The menu bar provides the following options:
  • File
  • → Exit : Exit Hathi Download Helper

  • Options
  • → Page Setup : Opens dialog for setting up page size (letter, A3, A4, etc.) and page margins (top,right, left, bottom)

  • Options
  • → GUI setup→Style setup : Opens dialog for GUI style setup. Available styles depend on your operating system.

  • Options
  • → GUI setup →Font setup : Opens dialog for GUI font setup. You can adjust font type, size, etc. The size of the Gui will be adjusted to the required space for all elements.

  • Options
  • → GUI setup →Default : Resets font and GUI style to default settings.

  • Options
  • → User settings : Opens dialog for default application settings.

  • Tools
  • → Proxy : Opens proxy server setup dialog. Here you can either activate the build-in AutoPorxy feature or set up your own proxy IP, port number and proxy type. For authentication user name and password may be entered. Otherwise just leave those fields empty.

  • Tools
  • → Create batch job : Opens batch job dialog. With this dialog you can create a list of books which should be downloaded one after the other.

  • Tools
  • → Export links : Opens export dialog for creation of an html file containing links to each book page. You may like to use this feature to utilize your favorite download tool to download all book pages on your own.

  • Tools
  • → Merge PDFs : Opens a file dialog to select arbitrary pdf files to be merged to a single pdf.

  • Help
  • → Help : Opens the help dialog you are currently reading.

  • Help
  • → About : Hathi Download Helper about dialog.

  • Help
  • → About Qt : About Qt dialog.

  • Help
  • → Check for Update : Checks if a new version is available online and provides download links for source code and installer.
  • Help
  • → Automatically check for Update : Enable / Disable automatic update check on start-up.


Group Boxes


Book information

Book URL:

use proxy server

The 'book information' group box holds the URL input field as well as the received book information: Title, number of pages, book ID, publisher and author.
After entering the book URL Hathi Download Helper reads the html document after pushing the 'get Book info' button.

■ ■ ■

• Exercise description
Write out a passage of the Hathi Download Helper help page word for word, starting at the words "use proxy server" and ending after the words "publisher and author.".

• Collected data
■ ■ ■

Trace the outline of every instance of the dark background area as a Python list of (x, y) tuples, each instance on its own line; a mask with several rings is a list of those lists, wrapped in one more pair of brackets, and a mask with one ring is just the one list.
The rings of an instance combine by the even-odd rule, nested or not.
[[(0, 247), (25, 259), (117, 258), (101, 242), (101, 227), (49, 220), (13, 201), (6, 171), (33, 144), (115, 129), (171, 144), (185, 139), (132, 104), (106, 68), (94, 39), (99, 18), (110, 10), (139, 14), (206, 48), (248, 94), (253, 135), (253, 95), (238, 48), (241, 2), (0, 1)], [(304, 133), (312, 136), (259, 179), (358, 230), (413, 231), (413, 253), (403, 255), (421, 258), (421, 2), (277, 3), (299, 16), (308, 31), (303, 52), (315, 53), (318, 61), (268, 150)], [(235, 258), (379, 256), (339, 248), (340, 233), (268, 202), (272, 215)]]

■ ■ ■

• Solved exercise
use proxy server

The 'book information' group box holds the URL input field as well as the received book information: Title, number of pages, book ID, publisher and author.